• [PASSAGE FOURNI]
◆ ◆ ◆ ◆ ◆ ◆ ◆

M. le Premier ministre. C'est dans le cadre de cette loi que des assouplissements seront trouvés, s'ils doivent l'être. Telle est notre réponse. Et il n'y a là aucune contradiction. (Applaudissements sur les bancs du groupe socialiste.)
Troisième question, la fonction publique. Là non plus, je ne vois pas de débat entre des ministres qui auraient des positions différentes. Nous ouvrons simplement les discussions sur la réduction du temps de travail dans la fonction publique. Les problèmes ne peuvent pas se poser dans les mêmes termes dans un secteur qui garantit la sécurité de l'emploi et du statut, et dans le privé, où existent la précarité et le chômage.
M. Yves Nicolin. La différence est de taille !
M. le Premier ministre. Il ne peut pas se poser dans les mêmes termes dès lors que l'on était au-dessus de 39 heures dans le privé et où l'on est souvent en dessous de 39 heures réelles dans la fonction publique.
M. Jean-Pierre Soisson. Les fonctionnaires apprécieront !
M. le Premier ministre. C'est dans ces termes que nous engagerons les discussions. («Très bien !» sur de nombreux bancs du groupe du Rassemblement pour la République, du groupe de l'Union pour la démocratie française-Alliance et du groupe Démocratie libérale et Indépendants.)
S'agissant des mérites du dialogue social, je rappelle que Mme la ministre de l'emploi et de la solidarité a ouvert, sur les propositions faites à l'Assemblée, un dialogue avec les organisations syndicales. Au cours des derniers huit jours, j'ai moi-même rencontré les secrétaires généraux de FO, de la CFDT et de la CGT, et j'ai l'intention de prendre, avec, je pense, leur accord, des initiatives visant à renforcer le nécessaire dialogue avec les syndicats. En effet, ce n'est pas le seul législateur qui peut régler les problèmes sociaux dans les entreprises, y compris du point de vue des mesures qui doivent être prises.

◆ ◆ ◆ ◆ ◆ ◆ ◆

Enregistrements:
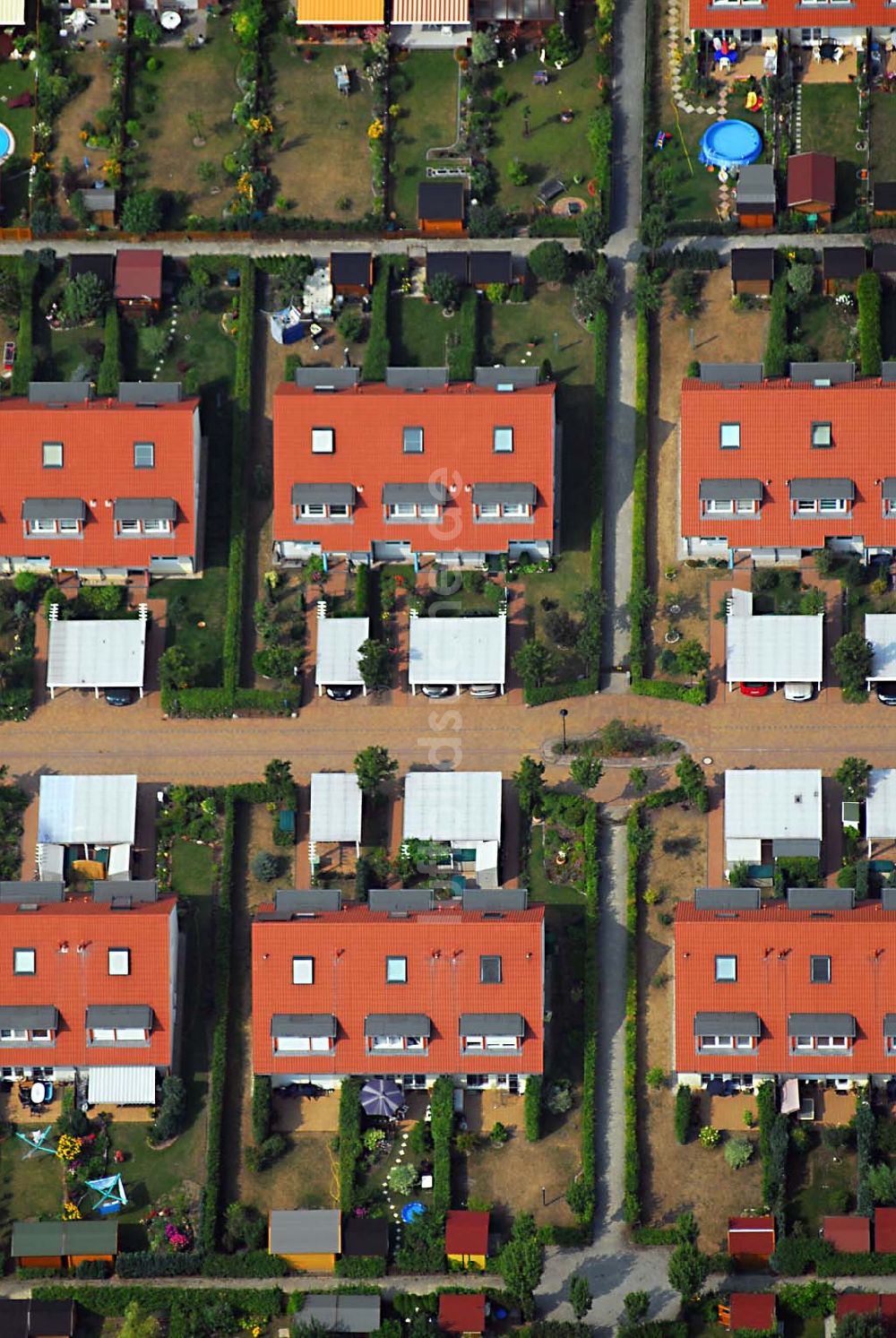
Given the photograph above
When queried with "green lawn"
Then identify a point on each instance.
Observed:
(551, 149)
(426, 87)
(830, 118)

◆ ◆ ◆ ◆ ◆ ◆ ◆

• [OBJECTIFS]
A. Citez l'extrait de débat de « S'agissant des mérites » à « doivent être prises. ».
B. Résumez l'extrait de débat en deux phrases.

• [RÉSULTATS PAR TÂCHE]
A.
S'agissant des mérites du dialogue social, je rappelle que Mme la ministre de l'emploi et de la solidarité a ouvert, sur les propositions faites à l'Assemblée, un dialogue avec les organisations syndicales. Au cours des derniers huit jours, j'ai moi-même rencontré les secrétaires généraux de FO, de la CFDT et de la CGT, et j'ai l'intention de prendre, avec, je pense, leur accord, des initiatives visant à renforcer le nécessaire dialogue avec les syndicats. En effet, ce n'est pas le seul législateur qui peut régler les problèmes sociaux dans les entreprises, y compris du point de vue des mesures qui doivent être prises.

B. Le Premier ministre affirme que les éventuels assouplissements seront trouvés dans le cadre de la loi et annonce l'ouverture de discussions sur la réduction du temps de travail dans la fonction publique, où la question ne se pose pas dans les mêmes termes que dans le privé. Il rappelle que la ministre de l'emploi et de la solidarité a ouvert un dialogue avec les organisations syndicales et qu'il a lui-même rencontré les secrétaires généraux de FO, de la CFDT et de la CGT, avec l'intention de prendre des initiatives pour renforcer ce dialogue.